> **Dataset extracts labeled with boxes**
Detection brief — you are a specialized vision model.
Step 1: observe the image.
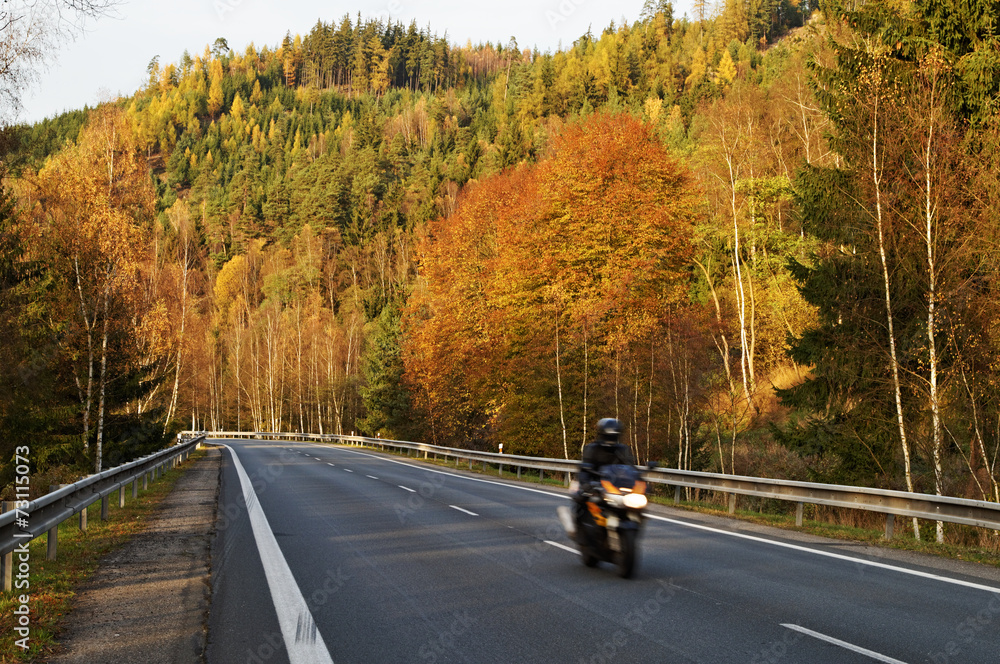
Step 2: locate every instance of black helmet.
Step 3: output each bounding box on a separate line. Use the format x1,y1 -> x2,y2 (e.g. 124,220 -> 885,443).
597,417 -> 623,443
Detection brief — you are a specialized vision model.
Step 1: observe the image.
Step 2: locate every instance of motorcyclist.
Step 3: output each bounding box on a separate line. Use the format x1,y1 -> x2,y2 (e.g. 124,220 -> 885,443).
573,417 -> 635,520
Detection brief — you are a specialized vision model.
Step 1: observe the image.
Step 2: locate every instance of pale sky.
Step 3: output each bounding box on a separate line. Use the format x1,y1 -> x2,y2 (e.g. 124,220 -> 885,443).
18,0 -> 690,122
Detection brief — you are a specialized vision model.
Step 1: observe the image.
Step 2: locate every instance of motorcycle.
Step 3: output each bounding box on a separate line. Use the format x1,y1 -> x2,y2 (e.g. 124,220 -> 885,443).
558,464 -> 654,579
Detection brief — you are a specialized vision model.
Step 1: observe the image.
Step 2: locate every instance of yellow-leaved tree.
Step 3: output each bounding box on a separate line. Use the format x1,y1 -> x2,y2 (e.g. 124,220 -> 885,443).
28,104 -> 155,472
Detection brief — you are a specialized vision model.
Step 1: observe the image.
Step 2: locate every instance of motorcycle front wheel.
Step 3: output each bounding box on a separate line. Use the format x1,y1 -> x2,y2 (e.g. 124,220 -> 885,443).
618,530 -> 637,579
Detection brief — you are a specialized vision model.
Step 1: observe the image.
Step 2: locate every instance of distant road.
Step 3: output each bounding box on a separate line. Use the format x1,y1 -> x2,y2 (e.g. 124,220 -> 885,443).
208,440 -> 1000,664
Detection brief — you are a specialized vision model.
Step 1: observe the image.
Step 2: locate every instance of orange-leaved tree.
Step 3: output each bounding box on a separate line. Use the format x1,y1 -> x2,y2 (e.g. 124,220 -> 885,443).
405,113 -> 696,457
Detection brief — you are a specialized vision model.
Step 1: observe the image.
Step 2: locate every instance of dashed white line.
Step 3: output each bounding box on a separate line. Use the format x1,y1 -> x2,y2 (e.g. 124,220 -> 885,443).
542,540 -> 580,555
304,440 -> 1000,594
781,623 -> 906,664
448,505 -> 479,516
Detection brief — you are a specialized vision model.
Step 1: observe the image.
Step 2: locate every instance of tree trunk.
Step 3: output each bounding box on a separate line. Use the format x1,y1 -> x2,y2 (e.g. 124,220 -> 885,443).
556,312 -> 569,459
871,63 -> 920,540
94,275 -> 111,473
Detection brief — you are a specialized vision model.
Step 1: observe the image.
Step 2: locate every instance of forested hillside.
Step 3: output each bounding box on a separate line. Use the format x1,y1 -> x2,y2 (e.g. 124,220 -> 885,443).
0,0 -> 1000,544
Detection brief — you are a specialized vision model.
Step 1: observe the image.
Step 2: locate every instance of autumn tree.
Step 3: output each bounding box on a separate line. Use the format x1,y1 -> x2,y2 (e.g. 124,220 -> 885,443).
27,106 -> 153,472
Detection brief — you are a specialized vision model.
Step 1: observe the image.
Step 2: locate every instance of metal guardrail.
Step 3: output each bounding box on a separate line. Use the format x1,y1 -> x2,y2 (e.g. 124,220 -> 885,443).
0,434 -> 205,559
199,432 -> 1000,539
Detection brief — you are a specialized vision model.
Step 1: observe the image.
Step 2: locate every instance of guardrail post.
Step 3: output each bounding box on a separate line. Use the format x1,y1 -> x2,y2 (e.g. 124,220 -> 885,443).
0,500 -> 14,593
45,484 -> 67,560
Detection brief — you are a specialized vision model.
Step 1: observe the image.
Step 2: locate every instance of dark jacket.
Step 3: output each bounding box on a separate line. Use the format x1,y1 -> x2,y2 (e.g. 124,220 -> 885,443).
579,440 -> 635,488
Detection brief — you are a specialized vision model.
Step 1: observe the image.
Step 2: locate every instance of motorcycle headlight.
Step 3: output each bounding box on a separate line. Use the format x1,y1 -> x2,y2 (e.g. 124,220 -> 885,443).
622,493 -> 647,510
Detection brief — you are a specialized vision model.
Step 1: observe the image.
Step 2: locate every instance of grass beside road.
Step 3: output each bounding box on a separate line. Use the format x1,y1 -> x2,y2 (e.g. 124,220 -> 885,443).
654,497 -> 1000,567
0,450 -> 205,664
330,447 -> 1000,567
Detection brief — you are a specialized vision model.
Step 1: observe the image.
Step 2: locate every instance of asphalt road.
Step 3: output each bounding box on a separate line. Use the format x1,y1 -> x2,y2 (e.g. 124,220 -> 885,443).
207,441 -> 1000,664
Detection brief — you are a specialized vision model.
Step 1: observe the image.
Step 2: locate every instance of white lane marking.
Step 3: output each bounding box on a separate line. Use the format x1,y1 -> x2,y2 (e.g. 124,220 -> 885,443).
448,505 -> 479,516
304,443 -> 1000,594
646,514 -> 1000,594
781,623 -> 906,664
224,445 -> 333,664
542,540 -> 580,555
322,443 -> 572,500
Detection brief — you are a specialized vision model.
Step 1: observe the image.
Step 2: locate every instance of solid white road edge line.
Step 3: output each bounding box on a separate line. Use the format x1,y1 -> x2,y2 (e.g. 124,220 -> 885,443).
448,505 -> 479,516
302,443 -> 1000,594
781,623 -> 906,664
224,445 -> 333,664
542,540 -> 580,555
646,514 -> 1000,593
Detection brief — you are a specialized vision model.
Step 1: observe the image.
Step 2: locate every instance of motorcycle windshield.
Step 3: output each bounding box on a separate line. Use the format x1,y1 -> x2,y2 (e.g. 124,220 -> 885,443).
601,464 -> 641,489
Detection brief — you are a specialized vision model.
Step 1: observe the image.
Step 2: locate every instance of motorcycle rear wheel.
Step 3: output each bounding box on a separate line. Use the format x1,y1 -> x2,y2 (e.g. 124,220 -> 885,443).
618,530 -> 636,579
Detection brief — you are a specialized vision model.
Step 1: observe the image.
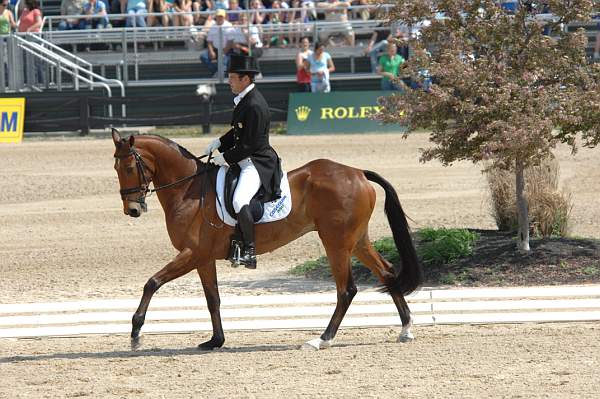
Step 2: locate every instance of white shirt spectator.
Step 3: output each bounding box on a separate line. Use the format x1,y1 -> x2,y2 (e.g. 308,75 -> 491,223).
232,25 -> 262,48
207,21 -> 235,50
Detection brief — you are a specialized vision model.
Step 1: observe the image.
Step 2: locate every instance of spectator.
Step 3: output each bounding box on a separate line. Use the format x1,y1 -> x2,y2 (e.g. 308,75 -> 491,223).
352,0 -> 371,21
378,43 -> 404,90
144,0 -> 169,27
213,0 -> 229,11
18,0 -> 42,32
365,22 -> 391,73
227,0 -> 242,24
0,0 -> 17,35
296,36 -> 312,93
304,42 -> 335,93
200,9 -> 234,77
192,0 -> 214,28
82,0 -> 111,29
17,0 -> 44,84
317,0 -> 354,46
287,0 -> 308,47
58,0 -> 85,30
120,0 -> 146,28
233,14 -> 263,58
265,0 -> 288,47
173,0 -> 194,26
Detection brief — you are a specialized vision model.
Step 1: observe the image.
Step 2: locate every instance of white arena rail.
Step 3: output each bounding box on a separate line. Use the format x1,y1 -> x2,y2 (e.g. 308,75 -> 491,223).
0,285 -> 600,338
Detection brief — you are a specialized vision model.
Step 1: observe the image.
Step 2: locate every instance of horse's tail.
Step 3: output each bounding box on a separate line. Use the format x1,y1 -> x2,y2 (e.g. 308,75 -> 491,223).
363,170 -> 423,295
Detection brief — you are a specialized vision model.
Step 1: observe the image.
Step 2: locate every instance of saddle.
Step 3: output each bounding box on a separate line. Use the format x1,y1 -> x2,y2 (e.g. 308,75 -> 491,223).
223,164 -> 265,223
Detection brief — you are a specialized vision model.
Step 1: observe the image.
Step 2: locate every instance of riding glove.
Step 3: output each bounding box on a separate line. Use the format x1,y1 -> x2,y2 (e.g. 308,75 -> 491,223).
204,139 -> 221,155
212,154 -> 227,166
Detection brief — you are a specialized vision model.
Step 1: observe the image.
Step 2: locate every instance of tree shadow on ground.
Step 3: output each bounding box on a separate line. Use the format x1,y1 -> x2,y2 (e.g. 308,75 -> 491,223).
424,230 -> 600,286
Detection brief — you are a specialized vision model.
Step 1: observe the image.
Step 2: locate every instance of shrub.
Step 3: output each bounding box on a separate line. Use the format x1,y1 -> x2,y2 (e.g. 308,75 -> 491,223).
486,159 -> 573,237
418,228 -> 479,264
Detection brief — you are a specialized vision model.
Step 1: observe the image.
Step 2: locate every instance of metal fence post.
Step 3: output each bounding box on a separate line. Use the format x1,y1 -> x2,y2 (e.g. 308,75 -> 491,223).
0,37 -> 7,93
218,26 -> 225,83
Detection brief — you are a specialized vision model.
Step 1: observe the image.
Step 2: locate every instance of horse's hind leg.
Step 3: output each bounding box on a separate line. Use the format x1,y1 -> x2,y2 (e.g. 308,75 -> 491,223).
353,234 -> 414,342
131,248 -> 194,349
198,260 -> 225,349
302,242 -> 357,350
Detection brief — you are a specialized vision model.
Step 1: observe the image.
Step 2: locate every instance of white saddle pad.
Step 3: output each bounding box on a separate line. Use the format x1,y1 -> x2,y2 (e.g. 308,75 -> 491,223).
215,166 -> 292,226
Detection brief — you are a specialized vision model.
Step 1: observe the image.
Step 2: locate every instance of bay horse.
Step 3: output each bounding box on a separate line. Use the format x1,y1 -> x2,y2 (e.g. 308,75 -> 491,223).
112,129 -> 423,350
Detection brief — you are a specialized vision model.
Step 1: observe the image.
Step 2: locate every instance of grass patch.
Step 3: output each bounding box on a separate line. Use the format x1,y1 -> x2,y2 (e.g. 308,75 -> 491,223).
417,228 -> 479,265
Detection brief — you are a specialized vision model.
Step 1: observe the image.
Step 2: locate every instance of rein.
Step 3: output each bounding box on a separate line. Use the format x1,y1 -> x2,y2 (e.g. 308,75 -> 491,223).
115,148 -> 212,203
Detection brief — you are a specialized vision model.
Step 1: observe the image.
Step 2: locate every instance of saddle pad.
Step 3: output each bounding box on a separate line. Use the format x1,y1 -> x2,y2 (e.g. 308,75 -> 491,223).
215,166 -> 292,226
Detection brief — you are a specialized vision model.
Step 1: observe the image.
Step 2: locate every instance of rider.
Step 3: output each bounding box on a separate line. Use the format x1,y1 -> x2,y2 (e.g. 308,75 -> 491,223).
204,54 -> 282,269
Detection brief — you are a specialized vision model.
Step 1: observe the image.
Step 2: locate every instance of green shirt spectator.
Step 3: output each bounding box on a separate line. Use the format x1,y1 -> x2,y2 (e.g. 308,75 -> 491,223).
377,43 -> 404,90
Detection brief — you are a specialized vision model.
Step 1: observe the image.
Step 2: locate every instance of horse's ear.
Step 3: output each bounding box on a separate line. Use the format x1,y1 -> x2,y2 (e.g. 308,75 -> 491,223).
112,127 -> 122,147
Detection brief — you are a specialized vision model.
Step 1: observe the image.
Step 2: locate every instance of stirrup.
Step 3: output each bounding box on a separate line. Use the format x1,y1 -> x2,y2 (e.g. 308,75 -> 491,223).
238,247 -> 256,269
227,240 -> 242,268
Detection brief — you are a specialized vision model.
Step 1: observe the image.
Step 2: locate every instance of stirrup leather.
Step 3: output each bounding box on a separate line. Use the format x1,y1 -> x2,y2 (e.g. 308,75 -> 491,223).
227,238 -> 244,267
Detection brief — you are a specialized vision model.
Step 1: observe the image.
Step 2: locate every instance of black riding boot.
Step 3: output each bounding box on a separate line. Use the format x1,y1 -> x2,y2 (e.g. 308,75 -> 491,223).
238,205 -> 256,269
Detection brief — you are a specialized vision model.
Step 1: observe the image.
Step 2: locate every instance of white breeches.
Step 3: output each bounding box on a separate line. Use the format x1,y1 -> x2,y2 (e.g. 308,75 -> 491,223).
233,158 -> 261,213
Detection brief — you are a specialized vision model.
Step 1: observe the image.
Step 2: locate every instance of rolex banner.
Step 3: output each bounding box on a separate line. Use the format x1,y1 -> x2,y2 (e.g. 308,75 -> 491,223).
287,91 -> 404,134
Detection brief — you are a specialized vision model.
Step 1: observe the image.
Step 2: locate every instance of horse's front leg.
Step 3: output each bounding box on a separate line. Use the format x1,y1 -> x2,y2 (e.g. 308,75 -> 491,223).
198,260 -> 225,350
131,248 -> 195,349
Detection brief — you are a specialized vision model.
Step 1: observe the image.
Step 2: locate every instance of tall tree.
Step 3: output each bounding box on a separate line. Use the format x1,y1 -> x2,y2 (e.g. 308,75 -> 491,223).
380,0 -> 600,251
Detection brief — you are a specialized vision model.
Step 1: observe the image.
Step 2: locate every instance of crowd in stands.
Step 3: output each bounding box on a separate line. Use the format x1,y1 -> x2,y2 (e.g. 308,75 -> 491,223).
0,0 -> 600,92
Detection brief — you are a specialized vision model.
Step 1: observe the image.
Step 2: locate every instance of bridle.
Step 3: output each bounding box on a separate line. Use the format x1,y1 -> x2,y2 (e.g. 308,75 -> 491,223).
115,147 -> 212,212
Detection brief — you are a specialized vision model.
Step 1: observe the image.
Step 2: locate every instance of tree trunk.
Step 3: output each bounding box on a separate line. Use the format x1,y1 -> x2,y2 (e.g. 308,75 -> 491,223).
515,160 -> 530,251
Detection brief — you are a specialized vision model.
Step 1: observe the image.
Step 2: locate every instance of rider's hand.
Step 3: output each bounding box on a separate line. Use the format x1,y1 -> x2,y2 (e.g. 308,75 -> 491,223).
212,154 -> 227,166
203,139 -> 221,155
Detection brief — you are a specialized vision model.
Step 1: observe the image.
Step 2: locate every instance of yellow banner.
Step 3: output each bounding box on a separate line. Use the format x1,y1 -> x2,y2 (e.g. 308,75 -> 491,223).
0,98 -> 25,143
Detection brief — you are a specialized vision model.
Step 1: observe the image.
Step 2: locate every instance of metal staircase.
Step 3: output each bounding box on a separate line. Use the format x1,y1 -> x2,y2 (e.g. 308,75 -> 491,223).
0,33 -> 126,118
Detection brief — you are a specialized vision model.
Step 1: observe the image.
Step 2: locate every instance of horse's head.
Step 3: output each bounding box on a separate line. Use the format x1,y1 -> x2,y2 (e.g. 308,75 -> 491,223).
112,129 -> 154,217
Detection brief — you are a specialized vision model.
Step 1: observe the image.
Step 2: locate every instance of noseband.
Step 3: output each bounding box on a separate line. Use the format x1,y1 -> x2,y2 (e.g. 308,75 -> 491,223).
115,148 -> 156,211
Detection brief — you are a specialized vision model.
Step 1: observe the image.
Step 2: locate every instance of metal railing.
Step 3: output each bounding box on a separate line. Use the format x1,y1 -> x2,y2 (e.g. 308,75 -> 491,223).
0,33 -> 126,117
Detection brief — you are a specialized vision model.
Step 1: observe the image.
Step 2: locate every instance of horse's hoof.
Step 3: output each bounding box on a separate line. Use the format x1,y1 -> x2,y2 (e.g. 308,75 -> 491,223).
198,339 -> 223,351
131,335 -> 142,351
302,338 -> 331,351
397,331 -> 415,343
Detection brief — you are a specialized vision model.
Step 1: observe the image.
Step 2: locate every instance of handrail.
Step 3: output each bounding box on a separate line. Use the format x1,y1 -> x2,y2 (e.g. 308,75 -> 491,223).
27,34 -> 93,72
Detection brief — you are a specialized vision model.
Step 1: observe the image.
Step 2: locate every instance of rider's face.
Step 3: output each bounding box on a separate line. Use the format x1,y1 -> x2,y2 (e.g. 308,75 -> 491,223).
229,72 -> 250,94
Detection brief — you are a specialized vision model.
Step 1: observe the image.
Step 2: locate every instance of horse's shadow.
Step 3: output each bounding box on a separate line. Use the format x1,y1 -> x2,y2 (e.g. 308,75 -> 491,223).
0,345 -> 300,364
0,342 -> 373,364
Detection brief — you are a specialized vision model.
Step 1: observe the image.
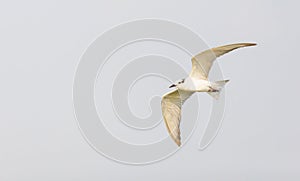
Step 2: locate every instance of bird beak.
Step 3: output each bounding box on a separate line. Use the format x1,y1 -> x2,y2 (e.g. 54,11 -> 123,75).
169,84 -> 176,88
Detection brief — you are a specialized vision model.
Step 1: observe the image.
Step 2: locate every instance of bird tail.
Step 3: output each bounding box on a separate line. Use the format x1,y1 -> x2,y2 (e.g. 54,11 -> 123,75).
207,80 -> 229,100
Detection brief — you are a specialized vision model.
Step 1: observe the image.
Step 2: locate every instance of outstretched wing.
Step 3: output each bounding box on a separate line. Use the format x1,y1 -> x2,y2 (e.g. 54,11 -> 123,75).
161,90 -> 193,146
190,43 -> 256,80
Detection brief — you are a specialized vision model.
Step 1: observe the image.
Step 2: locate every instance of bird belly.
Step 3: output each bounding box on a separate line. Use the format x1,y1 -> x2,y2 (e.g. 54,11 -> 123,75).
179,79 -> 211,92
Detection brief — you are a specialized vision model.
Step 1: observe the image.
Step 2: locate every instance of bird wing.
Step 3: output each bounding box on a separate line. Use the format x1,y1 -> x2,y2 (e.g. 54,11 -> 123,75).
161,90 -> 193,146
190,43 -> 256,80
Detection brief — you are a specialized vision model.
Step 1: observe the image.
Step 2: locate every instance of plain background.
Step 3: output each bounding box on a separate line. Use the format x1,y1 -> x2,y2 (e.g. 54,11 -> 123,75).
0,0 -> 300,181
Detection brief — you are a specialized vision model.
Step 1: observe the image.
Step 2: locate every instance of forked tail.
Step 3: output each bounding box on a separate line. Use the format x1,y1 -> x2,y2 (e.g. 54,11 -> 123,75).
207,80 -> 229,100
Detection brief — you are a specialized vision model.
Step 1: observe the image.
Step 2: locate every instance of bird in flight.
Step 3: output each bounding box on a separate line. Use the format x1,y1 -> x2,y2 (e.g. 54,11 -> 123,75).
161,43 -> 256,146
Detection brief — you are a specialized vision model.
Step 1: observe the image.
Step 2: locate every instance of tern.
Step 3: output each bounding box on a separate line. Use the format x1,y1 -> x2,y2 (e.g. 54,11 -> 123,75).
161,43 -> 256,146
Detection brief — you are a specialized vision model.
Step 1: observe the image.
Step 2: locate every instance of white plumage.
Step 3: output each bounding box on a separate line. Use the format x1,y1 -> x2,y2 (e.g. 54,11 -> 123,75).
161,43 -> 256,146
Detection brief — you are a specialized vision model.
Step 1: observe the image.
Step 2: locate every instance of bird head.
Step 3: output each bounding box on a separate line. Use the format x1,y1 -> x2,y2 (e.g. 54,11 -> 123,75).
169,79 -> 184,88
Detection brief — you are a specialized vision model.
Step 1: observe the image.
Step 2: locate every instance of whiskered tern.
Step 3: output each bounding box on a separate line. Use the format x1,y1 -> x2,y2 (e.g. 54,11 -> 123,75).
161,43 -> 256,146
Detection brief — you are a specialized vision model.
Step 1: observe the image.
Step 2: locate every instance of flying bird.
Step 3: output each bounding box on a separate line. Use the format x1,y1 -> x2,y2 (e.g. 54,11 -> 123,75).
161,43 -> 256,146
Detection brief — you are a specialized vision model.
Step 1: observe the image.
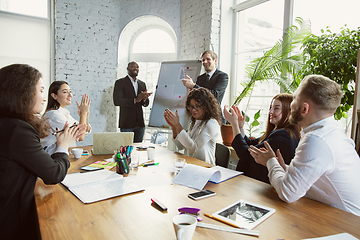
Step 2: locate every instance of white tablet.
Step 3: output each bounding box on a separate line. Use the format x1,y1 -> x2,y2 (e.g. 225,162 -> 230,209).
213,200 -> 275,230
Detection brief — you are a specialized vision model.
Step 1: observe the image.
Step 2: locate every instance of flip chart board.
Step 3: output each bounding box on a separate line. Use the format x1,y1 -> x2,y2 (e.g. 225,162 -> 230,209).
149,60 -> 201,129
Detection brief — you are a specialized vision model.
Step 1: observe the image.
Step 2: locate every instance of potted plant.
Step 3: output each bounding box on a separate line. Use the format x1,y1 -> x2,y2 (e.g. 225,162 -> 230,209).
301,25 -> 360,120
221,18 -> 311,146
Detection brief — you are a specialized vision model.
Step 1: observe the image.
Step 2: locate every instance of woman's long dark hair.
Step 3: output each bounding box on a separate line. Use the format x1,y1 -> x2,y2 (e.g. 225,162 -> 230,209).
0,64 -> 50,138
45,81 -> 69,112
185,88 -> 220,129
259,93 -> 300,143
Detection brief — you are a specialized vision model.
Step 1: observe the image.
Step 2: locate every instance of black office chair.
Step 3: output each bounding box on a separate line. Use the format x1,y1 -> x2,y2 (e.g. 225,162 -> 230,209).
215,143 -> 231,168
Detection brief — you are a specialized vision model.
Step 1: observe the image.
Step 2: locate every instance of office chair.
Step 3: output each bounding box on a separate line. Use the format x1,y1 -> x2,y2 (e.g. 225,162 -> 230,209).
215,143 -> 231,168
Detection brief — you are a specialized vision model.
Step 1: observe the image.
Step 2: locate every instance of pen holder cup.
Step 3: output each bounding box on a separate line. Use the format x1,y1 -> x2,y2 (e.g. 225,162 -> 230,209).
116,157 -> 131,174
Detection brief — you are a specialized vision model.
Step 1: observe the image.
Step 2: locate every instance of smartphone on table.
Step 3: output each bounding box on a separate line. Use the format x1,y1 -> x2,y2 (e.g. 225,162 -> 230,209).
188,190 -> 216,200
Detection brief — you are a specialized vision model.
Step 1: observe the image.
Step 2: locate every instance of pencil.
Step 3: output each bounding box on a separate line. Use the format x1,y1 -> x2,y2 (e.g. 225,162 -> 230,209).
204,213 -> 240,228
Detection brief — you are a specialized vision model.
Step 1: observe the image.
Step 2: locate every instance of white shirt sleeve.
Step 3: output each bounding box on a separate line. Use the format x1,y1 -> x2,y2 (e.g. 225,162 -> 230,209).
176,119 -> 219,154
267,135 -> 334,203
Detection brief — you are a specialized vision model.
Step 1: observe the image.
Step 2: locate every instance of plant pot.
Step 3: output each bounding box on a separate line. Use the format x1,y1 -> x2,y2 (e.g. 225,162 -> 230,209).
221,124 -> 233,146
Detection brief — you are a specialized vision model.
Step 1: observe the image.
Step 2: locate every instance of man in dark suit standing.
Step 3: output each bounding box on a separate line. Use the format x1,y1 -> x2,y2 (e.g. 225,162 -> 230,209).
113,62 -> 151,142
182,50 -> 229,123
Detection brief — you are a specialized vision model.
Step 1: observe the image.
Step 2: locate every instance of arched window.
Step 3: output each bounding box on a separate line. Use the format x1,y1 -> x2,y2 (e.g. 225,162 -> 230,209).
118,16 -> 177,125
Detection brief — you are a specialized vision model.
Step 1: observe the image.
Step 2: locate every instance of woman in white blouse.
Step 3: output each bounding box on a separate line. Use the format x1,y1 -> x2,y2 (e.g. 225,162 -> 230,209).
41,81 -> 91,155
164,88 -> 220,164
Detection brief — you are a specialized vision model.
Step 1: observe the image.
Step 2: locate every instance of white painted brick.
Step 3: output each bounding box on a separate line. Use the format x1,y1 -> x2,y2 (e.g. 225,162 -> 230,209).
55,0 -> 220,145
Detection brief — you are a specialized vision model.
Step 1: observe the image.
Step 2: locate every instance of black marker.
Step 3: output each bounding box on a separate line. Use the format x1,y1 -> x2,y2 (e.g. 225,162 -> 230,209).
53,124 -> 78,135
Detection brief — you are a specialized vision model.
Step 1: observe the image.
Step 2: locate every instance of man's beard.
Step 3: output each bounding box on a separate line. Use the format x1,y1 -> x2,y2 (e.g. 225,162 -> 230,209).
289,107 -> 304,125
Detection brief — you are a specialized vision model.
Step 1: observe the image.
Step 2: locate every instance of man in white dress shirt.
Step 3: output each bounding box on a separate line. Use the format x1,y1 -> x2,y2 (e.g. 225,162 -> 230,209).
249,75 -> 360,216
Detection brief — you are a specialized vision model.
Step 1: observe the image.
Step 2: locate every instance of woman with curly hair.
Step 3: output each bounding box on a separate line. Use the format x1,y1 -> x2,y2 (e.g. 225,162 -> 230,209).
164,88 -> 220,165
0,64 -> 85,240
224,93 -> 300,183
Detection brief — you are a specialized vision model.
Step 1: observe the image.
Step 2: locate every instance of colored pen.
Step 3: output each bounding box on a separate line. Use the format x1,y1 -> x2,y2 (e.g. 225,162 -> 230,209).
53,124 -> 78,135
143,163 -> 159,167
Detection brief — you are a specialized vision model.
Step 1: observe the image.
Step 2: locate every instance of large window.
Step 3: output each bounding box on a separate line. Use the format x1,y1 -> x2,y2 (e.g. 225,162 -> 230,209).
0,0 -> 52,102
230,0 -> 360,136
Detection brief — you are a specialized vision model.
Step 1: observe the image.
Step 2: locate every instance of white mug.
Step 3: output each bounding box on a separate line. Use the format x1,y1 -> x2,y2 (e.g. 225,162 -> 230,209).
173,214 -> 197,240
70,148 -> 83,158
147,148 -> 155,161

> **What is expected**
Update the material from its start up to and including the line with "573,417 -> 635,520", changing "black helmet" to "dark helmet" and keeping everything else the same. Leave the pictures out of your answer.

> **Task result**
Detection brief — you are a specialized vision model.
Step 1: observe the image.
Step 2: locate every instance of dark helmet.
Step 3: output each bounding box on a separate line. Use the format x1,y1 -> x2,y2 (e.g. 124,220 -> 885,443).
597,417 -> 623,443
Detection brief — you are a specialized vision model.
Step 1: observe the image.
Step 2: locate every instance of motorcyclist.
Step 3: output each bounding box on a separate line. Use the format x1,y1 -> x2,y2 (e.g. 124,220 -> 885,443).
573,417 -> 635,520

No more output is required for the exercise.